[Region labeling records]
════

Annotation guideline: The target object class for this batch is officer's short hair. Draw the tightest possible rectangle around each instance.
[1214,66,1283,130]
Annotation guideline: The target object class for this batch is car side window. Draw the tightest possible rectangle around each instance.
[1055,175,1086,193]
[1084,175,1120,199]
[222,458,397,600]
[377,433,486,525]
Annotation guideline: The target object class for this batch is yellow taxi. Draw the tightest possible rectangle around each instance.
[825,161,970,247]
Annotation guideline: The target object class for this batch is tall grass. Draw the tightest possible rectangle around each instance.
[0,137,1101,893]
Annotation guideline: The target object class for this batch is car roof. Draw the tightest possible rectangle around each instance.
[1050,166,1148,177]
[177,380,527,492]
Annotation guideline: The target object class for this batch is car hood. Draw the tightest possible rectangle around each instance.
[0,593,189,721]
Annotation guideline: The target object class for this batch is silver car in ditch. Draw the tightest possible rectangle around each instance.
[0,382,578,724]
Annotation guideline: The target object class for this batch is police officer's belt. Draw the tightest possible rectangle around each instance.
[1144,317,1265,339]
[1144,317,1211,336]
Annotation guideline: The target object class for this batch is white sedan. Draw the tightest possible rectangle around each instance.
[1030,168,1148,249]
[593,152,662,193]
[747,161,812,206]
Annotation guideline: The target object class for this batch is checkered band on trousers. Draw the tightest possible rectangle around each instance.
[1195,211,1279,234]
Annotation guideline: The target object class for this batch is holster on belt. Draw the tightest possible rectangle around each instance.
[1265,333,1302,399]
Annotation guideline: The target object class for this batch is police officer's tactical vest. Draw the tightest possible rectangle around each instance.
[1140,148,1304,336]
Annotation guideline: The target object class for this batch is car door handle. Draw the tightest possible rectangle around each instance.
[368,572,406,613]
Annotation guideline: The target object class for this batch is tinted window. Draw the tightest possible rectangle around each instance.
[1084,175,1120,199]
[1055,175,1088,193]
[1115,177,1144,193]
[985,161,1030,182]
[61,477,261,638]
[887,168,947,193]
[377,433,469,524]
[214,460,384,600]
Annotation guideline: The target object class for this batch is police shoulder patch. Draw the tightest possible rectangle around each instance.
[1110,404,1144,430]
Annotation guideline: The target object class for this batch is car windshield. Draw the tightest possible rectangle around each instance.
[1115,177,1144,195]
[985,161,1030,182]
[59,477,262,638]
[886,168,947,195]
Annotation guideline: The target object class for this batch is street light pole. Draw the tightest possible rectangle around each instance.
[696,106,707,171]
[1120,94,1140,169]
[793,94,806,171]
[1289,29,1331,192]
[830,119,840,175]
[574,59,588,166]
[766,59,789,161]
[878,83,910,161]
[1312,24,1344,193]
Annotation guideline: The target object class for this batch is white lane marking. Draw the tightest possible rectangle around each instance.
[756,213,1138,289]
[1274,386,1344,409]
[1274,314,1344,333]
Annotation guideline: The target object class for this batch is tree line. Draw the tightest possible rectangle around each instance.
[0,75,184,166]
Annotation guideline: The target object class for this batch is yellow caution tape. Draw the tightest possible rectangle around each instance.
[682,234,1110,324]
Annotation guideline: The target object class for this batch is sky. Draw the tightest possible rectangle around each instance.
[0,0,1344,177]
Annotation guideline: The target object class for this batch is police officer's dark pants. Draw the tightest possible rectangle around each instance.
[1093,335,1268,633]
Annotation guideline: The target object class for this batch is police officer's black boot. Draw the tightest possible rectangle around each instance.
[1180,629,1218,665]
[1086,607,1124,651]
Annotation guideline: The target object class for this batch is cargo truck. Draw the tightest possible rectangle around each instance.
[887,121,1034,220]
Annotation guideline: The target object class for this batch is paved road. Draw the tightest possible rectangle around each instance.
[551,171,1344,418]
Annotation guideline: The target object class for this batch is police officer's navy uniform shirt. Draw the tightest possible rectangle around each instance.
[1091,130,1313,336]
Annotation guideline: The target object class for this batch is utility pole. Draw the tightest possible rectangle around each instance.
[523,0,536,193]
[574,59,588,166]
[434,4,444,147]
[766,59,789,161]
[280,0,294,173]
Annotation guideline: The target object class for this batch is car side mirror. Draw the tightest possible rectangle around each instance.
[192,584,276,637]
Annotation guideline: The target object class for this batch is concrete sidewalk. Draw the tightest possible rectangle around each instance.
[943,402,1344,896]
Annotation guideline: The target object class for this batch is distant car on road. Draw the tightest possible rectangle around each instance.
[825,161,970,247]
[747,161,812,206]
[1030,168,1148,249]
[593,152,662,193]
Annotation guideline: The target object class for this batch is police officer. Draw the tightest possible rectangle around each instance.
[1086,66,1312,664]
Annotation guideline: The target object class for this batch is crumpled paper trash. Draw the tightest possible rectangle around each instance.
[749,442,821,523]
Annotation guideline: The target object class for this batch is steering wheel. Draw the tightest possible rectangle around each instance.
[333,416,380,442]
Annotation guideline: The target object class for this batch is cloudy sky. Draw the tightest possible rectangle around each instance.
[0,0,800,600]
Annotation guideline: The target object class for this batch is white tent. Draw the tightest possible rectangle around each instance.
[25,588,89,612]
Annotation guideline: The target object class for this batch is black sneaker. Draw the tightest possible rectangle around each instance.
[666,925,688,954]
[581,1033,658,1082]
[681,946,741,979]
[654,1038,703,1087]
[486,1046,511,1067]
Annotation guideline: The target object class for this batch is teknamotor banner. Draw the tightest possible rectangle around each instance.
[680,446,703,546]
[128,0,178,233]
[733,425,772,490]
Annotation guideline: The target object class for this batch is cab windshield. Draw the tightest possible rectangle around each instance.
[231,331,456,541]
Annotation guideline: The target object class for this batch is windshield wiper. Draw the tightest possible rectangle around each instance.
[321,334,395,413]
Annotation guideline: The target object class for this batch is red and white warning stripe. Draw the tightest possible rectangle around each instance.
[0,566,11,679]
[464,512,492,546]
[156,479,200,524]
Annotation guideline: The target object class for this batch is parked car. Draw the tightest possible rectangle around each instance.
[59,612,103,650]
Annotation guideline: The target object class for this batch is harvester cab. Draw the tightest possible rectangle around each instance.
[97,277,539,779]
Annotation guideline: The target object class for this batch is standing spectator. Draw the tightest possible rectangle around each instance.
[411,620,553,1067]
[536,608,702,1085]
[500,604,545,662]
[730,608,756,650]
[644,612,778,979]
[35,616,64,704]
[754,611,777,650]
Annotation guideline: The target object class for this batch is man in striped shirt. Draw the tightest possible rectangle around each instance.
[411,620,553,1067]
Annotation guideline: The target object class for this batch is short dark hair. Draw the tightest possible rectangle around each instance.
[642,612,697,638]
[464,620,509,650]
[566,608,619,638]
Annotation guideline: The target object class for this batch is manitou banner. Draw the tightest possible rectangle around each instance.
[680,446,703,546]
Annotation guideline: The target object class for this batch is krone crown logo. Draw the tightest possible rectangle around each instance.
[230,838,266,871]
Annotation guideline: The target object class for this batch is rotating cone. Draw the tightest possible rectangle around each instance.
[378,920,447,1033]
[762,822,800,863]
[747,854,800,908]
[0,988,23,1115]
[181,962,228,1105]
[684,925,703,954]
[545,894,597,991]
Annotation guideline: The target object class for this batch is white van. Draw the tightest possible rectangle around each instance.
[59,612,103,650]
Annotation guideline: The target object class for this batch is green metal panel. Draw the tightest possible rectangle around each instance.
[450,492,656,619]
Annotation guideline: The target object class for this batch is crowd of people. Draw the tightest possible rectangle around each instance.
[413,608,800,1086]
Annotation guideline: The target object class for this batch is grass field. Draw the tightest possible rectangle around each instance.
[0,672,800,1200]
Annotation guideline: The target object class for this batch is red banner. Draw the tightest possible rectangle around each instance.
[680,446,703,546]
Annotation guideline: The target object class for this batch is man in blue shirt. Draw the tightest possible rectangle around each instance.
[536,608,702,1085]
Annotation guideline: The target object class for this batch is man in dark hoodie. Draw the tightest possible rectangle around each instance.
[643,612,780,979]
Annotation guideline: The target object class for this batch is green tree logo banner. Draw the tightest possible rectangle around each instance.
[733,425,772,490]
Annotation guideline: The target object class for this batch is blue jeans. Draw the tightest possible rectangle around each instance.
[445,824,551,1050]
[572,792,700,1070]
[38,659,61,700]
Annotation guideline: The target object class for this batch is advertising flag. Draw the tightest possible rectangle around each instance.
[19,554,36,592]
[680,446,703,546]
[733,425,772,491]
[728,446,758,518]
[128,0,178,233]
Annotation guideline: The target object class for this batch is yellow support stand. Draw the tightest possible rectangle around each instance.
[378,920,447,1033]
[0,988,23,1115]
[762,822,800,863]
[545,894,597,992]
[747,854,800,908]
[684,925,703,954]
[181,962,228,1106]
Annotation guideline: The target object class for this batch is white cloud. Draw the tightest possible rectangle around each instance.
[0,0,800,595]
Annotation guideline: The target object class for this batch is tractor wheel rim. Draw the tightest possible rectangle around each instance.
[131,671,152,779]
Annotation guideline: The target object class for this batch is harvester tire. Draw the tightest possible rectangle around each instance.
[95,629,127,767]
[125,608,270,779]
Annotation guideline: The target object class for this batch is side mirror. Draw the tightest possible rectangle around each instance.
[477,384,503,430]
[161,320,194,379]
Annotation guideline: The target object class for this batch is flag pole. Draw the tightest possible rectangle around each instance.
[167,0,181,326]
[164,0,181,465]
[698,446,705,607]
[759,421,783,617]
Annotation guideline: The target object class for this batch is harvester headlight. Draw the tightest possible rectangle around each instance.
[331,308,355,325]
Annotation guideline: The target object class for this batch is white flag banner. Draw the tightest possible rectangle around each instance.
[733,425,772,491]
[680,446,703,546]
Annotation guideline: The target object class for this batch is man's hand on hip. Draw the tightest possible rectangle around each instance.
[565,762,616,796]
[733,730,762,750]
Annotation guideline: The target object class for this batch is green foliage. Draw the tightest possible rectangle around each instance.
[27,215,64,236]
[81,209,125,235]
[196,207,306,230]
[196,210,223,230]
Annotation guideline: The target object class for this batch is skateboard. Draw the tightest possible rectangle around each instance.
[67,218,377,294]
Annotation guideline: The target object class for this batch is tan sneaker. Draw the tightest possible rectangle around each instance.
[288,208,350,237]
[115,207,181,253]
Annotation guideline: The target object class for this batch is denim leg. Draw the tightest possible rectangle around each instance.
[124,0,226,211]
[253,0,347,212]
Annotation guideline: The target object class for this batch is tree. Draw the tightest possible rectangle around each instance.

════

Rewrite the lines from the first one through the line containing "[0,593,189,721]", swapping "tightest possible" for "smallest enclosing" and leaving everything else unchanged.

* [Reply to the exercise]
Annotation guideline: The target object class for this batch is officer's short hair. Draw the smallest enclosing rectangle around each instance.
[1214,66,1283,130]
Annotation guideline: The target object class for this batch is car side window. Draw the smallest enclosing rectangle around each instance.
[1055,175,1086,193]
[1084,175,1120,199]
[222,458,397,600]
[377,433,486,525]
Annotation guideline: The target object class for this batch is yellow taxi. Draw the smallest enclosing rectangle around each instance.
[825,161,970,247]
Annotation guideline: The target object class for this batch is tall grass. Draw the smallest enclosing rectangle around each instance.
[0,137,1101,893]
Annotation guideline: The target object class for this batch is car roof. Draw the smallest enclosing rectangle around each instance.
[1050,166,1148,177]
[177,380,527,492]
Annotation guideline: The target object class for this batch is car hood. Draw the smallest enclosing rectangle around each instance.
[0,593,189,721]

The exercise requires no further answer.